This year’s Waterways Ireland Scariff Harbour Festival will celebrate its inland waterways link with Northern Ireland in a new launch event involving young East Clare people.
Opening this year’s festival is Minister for Arts, Heritage and the Gaeltacht, Jimmy Deenihan, who will arrive into the harbour by boat, joined by Dawn Livingstone the newly appointed CEO of Waterways Ireland.
In addition a flotilla, which traversed a route along the inland waterways from Enniskillen will bring young people from Clare and Northern Ireland into the marina.
The boats are due in on Friday, August 2 at 5.30pm and will bring in a group of 20 young people as part of a Northern Ireland cross-community exchange coinciding with the festival.
The line-up this year includes a host of activities on water and land and this year there is a particular focus on the core themes of the festival that have underpinned its activities since it began over 10 years ago.

> _ENTRIES SHOWN_

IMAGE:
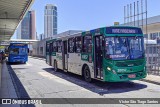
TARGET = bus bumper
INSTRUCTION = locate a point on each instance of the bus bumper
(110, 77)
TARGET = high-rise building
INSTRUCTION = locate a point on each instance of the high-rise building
(41, 36)
(50, 20)
(27, 27)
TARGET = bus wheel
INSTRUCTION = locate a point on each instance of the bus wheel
(87, 75)
(55, 66)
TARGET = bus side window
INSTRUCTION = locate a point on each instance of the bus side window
(71, 45)
(54, 46)
(78, 46)
(47, 47)
(59, 44)
(87, 44)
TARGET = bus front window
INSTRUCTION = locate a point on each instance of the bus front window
(22, 51)
(14, 51)
(121, 48)
(136, 47)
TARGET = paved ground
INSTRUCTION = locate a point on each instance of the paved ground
(38, 80)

> _YOUR TASKS_
A – Translate this sentence from the festival article into Spanish: "The boats are due in on Friday, August 2 at 5.30pm and will bring in a group of 20 young people as part of a Northern Ireland cross-community exchange coinciding with the festival."
B – Continue the Scariff Harbour Festival article from its last sentence.
The records were taken from a separate source.

> _TASK ANSWERS_
A – Está previsto que las embarcaciones lleguen el viernes 2 de agosto a las 5.30 de la tarde y traerán a un grupo de 20 jóvenes como parte de un intercambio intercomunitario de Irlanda del Norte que coincide con el festival.

B –
These include developing relationships with Northern Ireland, the promotion of Lough Derg and the inland waterways and creating opportunities and experiences for young people to embrace, share and enjoy.
Commenting on this year’s exchange programme, festival chairman, Michael Rodgers, said, “It is clear endorsement of what the festival is trying to achieve each year and a recognition in particular of the enormous work that has already been undertaken by Emma Sams and her team at Clare Youth Service and her counterpart Tony McGaharan from Peace Players International (NI) and his team in Belfast in planning a week-long journey from Enniskillen to Scariff as part of our festival.”
Next Monday, Ms Livingstone will wave the young people off from Waterways Headquarters in Enniskillen – her first official duty at the helm of the all-Ireland inland waterways body. From there they begin their week-long adventure along the course of the Shannon engaging in activities, workshops and discussions along the way.
The youth venture has been made possible through the support of Léargas, the national agency for co-operation programmes and the reconciliation and anti-sectarian funds division of the Department of Foreign Affairs in partnership with Scariff Habour Festival, Waterways Ireland, Clare Youth Service and Peace Players International (NI).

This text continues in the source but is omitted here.